Document section:
Problem: sometimes we have to interleave multiple streams into one, in which case its necessary to provide a way to identify block boundaries within a stream. What kind of format would be good for such a task? (All processing has to be purely sequential and i/o operations are blockwise and aligned.)
From decoding side, the best way is to have length prefixes for blocks. But at encoding side, it requires either random access to output file (seek to stream start and write the header), or being able to cache the whole streams, which is, in general, impossible.

Tasks and exercises:
[a] List the three requirements that the stream-interleaving text places on processing and i/o operations.
[b] Summarize the stream-interleaving text in two sentences.
[c] According to the stream-interleaving text, what is the best approach from the decoding side?
The material after this point comes from a different source than the text above.

Supplied data:
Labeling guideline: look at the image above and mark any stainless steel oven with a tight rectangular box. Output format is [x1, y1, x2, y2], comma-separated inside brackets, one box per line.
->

Solutions in order:
[a]
Processing must be purely sequential.
I/o operations must be blockwise.
I/o operations must be aligned.

[b] When several streams are interleaved into one, a format is needed that can mark block boundaries within a stream, under purely sequential processing and blockwise, aligned i/o. Length prefixes for blocks suit decoding best, but encoding them needs either random access to the output file or caching whole streams, which is generally impossible.

[c] Length prefixes for blocks.